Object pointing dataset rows
--------------------
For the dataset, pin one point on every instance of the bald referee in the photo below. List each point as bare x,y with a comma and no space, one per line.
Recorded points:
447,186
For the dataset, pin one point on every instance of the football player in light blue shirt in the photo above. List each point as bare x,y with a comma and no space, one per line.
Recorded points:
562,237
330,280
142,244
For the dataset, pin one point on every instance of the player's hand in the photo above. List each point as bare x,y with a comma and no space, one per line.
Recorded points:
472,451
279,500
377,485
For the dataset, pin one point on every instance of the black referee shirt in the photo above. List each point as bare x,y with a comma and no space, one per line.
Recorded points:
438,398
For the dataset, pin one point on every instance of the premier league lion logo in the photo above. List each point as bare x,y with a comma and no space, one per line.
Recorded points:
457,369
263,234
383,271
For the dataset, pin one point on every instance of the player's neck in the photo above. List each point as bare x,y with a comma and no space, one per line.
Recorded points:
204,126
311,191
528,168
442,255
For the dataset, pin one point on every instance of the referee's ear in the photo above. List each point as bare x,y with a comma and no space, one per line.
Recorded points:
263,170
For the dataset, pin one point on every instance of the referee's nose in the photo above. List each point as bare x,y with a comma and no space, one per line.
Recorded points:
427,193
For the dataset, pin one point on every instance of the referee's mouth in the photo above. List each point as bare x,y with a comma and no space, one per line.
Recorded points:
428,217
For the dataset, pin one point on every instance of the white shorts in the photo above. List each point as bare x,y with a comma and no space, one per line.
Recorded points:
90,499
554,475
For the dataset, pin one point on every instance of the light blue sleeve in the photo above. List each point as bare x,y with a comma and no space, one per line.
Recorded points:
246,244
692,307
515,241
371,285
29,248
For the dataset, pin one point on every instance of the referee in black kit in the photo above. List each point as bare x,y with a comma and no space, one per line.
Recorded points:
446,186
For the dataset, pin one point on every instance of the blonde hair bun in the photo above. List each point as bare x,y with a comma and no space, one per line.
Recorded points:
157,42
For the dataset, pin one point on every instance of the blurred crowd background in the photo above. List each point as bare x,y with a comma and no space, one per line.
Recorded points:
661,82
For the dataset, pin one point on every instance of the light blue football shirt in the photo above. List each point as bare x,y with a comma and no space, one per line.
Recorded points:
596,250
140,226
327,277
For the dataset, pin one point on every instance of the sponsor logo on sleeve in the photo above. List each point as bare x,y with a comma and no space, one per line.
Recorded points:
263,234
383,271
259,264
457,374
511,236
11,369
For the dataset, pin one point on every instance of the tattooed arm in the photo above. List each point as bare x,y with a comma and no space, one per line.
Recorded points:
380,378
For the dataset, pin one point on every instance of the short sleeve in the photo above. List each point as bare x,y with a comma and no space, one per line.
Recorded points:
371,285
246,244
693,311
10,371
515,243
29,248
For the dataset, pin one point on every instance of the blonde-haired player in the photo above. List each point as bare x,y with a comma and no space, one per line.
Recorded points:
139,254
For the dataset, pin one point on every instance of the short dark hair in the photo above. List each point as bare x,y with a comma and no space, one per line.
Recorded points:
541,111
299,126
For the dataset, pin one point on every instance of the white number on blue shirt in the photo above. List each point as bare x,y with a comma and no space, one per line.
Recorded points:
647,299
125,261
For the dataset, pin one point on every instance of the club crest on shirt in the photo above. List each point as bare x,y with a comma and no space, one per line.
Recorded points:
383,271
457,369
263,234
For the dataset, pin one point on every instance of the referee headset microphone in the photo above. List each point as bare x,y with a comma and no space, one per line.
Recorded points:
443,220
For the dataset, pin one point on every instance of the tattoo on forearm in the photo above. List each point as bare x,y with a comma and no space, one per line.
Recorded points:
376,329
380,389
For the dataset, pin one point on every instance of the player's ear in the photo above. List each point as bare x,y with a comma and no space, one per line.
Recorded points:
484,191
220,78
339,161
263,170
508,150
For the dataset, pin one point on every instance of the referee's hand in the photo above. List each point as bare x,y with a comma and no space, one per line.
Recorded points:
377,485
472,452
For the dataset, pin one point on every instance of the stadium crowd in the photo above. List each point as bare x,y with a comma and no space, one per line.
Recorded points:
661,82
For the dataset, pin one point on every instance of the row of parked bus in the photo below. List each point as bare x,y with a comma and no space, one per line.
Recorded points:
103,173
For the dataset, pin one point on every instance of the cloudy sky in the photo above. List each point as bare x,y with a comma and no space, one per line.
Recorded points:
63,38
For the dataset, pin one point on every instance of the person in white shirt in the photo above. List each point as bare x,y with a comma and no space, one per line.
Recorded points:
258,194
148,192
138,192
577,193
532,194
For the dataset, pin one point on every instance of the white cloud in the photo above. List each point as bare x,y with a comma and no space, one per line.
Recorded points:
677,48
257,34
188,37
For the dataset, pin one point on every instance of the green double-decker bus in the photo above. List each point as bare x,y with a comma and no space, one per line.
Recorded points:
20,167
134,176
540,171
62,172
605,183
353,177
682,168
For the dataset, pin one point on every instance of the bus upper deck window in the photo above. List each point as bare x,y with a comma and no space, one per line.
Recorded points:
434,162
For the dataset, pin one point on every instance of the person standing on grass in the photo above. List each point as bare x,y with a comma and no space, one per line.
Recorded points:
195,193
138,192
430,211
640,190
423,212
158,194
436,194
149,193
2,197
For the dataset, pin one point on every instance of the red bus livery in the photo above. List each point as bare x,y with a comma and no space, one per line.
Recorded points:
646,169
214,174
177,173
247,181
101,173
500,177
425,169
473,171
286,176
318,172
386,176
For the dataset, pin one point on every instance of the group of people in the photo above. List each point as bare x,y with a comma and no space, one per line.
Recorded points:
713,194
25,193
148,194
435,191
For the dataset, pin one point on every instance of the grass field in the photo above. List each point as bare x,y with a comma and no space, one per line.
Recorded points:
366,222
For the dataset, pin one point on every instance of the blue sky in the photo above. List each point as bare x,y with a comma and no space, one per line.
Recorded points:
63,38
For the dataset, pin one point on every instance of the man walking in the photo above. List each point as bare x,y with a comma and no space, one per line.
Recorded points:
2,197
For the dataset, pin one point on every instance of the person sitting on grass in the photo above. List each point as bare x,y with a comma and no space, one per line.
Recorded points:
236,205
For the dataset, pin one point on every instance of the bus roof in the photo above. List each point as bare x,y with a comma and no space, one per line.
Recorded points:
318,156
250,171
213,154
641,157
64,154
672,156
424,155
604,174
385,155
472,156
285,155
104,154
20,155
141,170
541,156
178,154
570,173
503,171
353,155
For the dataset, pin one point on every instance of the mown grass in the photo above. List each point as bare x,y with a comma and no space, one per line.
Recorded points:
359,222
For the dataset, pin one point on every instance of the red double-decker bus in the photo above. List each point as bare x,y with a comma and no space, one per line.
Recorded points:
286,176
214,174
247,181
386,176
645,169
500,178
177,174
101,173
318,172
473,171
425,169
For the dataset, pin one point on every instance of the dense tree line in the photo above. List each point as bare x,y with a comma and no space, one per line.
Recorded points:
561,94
--------------------
(EXERCISE INSTRUCTIONS)
Copy all data exactly, start to finish.

(COMPLETE ANSWER)
For the dataset, pin one point on every instance of the bald referee in the photo below. List each point as bare x,y with a comma and no space, one per line.
Recorded points:
447,186
For the dataset, pin one point on every instance of the football player in light blue shirt in the photo above. List each point as bare x,y with a comma and no space, one per line.
Recorded points:
562,237
330,280
142,244
For the dataset, pin one point on every instance of the player's hand in the photo above. List each point as bare x,y with a comma and no space, one per line.
Recorded points:
472,451
279,500
377,485
For the dataset, pin one point on every instance of the black referee shirt in the photo above. List each point as bare x,y with a comma and no space, one per line.
Recorded points:
438,398
For the dataset, pin one point on every instance of the premier league lion logo in the photo above. List each point as bare x,y with a comma and no space, one per line.
Recorded points:
457,369
263,234
383,271
For the dataset, pin one point on every instance of the player's neck in the photo above. List each point as bare x,y with a comma and no space, one per line.
Recorded points:
204,126
311,191
528,168
442,255
For the dataset, pin one point on every instance of the referee's ear in the photo above. List each point as bare x,y with a comma and no space, one per line.
Recorded points:
263,170
For the dataset, pin one point on every instance of the referee's nose in the photo above. List each point as bare x,y with a comma and no space, one per line.
Recorded points:
427,193
For the dataset, pin one point on every instance of the referee's mouth in the photo above. List each point as bare x,y with a comma and no space, one per line.
Recorded points:
428,217
For the dataset, pin one point on every instance of the white shorts in the photo above. List each point as bare x,y with a comma and no space, one per line.
Recorded points:
90,499
554,475
For the dataset, pin one point on every instance of the light blue sleeve in the photo above. List each point as bare x,y with a comma and no space, one per line.
Recorded points:
246,244
692,307
515,241
371,285
29,248
For the dataset, pin one point on every instance of the referee in black kit in the photo above. List each point as bare x,y with a comma and no space, one per line.
Recorded points:
446,186
For the dataset, pin one point on every instance of the blonde hair bun in the photo above. List each point as bare x,y with a comma and no space, one per line.
Recorded points:
157,42
For the dataset, pin one point on every instance of the blurred crowd background in the photo above. List each point as bare x,y with a comma and no space, one per line.
Recorded points:
661,82
For the dataset, pin one point on every instance of the light blue football shirt in the photo above. List each point as bare x,y with a comma and no space, one per line.
Recorded points:
596,250
140,226
327,277
For the dataset, pin one point on every instance of the sponsor logo on sleeve in the photo above. List each point as bare x,y with a comma and no space, one per line.
Recorded points:
263,234
383,271
259,264
457,374
511,236
11,369
For the dataset, pin one point on every instance of the tattooed arm in the photo above. List each point as bare x,y with a comma and no space, one per line.
Recorded points:
380,378
For the dataset, pin one point on every instance of the short sleeve in the photo above. List each point as bare x,y with a comma and no space, one per line.
Recorded points:
371,285
246,244
693,311
10,371
515,243
29,248
For the dataset, pin one point on every instance of the blonde-haired player in the photo above. List each point as bare x,y with a comma and no space, one per line.
Recorded points:
139,254
For the dataset, pin one point on every instance of the short dark hair in the photo above. List each point as bare x,y with a comma and no space, one per line.
Recorded points:
541,111
299,126
For the dataset, pin one point on every instance of the white number on blue shirt in the photo above. List each point as bare x,y with a comma and no space, one per line.
Recorded points:
647,299
125,261
For the dataset, pin one point on every instance of the club crest on shirt in the photo above. List each point as bare x,y with a comma and no space, one per line.
Recorded points:
383,271
457,369
263,234
For the dataset, pin one point on every instance of the referee headset microphone in the photo above. List each point as bare x,y with a comma and no space, one per line.
Recorded points:
443,220
For the dataset, pin one point on every instance of the tattoo on forearm in the photo above. List each point as bare x,y with a comma and no space, one per line.
Recorded points:
376,329
380,389
For the dataset, pin one point on every instance of the player's ear in the photo above. List each point as bare x,y with a comma and no space, one per line.
Recorded points:
484,191
220,78
339,161
263,170
508,150
For the dataset, pin one point on every instance of the referee's hand in the photo above. List each point as bare x,y with a comma and no space, one per line.
Recorded points:
377,485
472,452
For the dataset, pin one point on every instance of the stadium crowd in the photo above. List each point as bare x,y with a comma and no space, one per line.
Recorded points:
661,82
For the dataset, pin one point on every instance of the row of parked bus in the photo below. List each point as bare x,y with a comma and no space, one per line.
Recorded points:
103,173
For the dataset, pin one point on every instance of the cloudy sky in the photo above. List each point as bare x,y with a comma and no space, one per line.
Recorded points:
63,38
For the dataset, pin one point on every instance of the person in white shirt in the photo above. List each point as bare x,y with a comma and no space, one per line.
Recorded points:
258,194
148,192
138,192
577,193
532,194
For the dataset, pin one point on every instance of the white cloud in the photo above. List each point as bare x,y with a comma and no space, one per line.
Recorded points:
677,48
257,34
188,37
For the dataset, pin one point on every instance of the green double-decker bus in the photo above. List each point as bare x,y with a comma and no space, one per line.
Recorded points:
20,167
134,176
540,171
62,172
605,183
353,177
682,168
For the dataset, pin one point on every instance of the bus upper deck window in the photo above. List each point as bare x,y with a comma and no space, one per line.
Recorded points:
434,162
For the dataset, pin one point on every instance of the person standing on grass in the photo above. List each point as bare x,y with a comma and no space, one per line.
Recorded points:
195,193
138,192
430,211
640,190
423,212
158,194
436,194
149,193
2,197
For the dataset, pin one point on every instance of the red bus livery in the photo above. List each point as bare x,y with a comma and no space, one per line.
Recorded points:
646,169
214,174
177,173
247,181
101,173
500,177
425,169
473,171
286,176
318,172
386,176
For the dataset, pin one point on every instance of the group of people in the photo above. List each point as bare x,y with a comma and no space, one per line.
Recorded points:
713,194
25,193
148,194
435,191
For the dataset, pin one point on every instance of the grass field in the photo above. List each point as bare x,y with a comma and no space, one per line.
Recorded points:
366,222
For the dataset, pin one point on every instance of the blue sky in the photo above. List each point as bare x,y with a comma and no space, one per line.
Recorded points:
63,38
For the dataset, pin one point on every instance of the man walking in the photo above. List each point as bare x,y with a comma and no space, one per line.
Recorded points:
2,197
For the dataset, pin one point on every instance of the person sitting on grass in the photo above. List each point as bare x,y with a comma and no space, one per line.
Recorded points:
236,205
For the dataset, pin one point on every instance of the bus roof in the photo above. List each point as bare x,y with a comma and no space, one per line.
Recorded points:
318,156
250,171
213,154
641,157
64,154
672,156
424,155
604,174
385,155
472,156
285,155
104,154
20,155
141,170
541,156
178,154
570,173
503,171
353,155
For the dataset, pin one point on every instance of the mown grass in the photo above. List each point as bare x,y with a comma and no space, one per line.
Recorded points:
359,222
For the dataset, pin one point on every instance of the red double-decker bus in the photo above. List each point as bare x,y with a comma and no space, one per line.
Recorded points:
286,176
214,174
247,181
386,176
645,169
500,178
177,174
101,173
318,172
473,171
425,169
For the dataset, pin one point on every instance of the dense tree line in the photo above. List each point as bare x,y with a comma and no space, one per line.
Recorded points:
561,94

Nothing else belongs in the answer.